- _Aim of the task_: In full and without alteration, output each record given here.

- _Input data_:
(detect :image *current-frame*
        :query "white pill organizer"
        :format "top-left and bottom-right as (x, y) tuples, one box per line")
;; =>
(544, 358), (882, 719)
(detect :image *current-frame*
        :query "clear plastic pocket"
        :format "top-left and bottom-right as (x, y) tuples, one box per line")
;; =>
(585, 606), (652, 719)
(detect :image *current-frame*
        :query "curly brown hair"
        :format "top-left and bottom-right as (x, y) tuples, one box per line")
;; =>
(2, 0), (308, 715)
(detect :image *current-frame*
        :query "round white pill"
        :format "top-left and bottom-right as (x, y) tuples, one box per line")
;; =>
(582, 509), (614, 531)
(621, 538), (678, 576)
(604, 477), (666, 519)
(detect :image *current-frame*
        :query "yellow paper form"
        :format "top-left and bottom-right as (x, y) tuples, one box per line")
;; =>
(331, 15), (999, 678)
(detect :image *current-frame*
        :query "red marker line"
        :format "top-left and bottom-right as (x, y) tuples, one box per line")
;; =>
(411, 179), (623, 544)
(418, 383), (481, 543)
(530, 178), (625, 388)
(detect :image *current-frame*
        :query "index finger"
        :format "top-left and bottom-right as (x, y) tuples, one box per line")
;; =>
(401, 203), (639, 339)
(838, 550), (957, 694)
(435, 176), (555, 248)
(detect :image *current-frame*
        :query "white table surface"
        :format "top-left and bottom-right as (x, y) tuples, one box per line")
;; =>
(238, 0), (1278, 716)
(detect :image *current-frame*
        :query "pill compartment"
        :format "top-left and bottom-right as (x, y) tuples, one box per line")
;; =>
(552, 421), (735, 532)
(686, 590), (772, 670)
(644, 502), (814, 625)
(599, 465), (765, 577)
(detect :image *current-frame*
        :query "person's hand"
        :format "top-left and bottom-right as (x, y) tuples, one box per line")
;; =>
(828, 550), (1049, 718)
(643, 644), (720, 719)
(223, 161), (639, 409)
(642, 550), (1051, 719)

- _Completed task_:
(detect :image *current-frame*
        :query "white pill organizer"
        :format "top-left and bottom-right as (x, y) tuples, one box per line")
;; =>
(544, 358), (882, 719)
(detect :image *current-frame*
        :query "clear plastic pocket"
        :format "top-left and bottom-right as (x, y) tuples, one box per line")
;; =>
(585, 606), (652, 719)
(detect :image *current-frame*
        :query "curly brown hair"
        :format "top-left and bottom-right as (x, y) tuples, one box per line")
;; =>
(2, 0), (308, 715)
(detect :image *current-frame*
        :query "round white pill"
        :format "top-left and bottom-right as (x, y) tuples, one box per line")
;; =>
(582, 509), (614, 531)
(621, 538), (678, 576)
(604, 477), (666, 519)
(detect :image *current-frame*
        :query "yellow paper form"
        :format "top-left and bottom-right as (x, y) tuples, one box per line")
;; =>
(331, 15), (999, 678)
(detect :image *current-frame*
        :query "red marker line"
        :format "top-left and bottom-right as (x, y) tuples, one box per line")
;; =>
(411, 179), (623, 544)
(418, 383), (481, 543)
(530, 178), (625, 388)
(detect :image *current-frame*
        :query "index finger"
        :format "top-left and bottom-right as (x, y) tuples, one box per line")
;; =>
(401, 203), (639, 339)
(838, 550), (957, 694)
(435, 176), (555, 248)
(detect :image *current-frame*
        :query "white table surface"
        :format "top-left and bottom-right as (x, y) tuples, one box per line")
;; =>
(238, 0), (1278, 716)
(detect :image *current-frame*
        :query "pill compartment"
        :format "top-left and bottom-right as (x, y) tuples, one box per line")
;; =>
(552, 421), (735, 532)
(686, 590), (772, 670)
(644, 502), (814, 625)
(599, 465), (765, 577)
(detect :image *current-frame*
        :query "person's hand"
        :format "top-left and bottom-right as (x, y) tuples, one box per line")
;; =>
(828, 550), (1049, 718)
(643, 644), (720, 719)
(223, 161), (639, 409)
(642, 550), (1051, 719)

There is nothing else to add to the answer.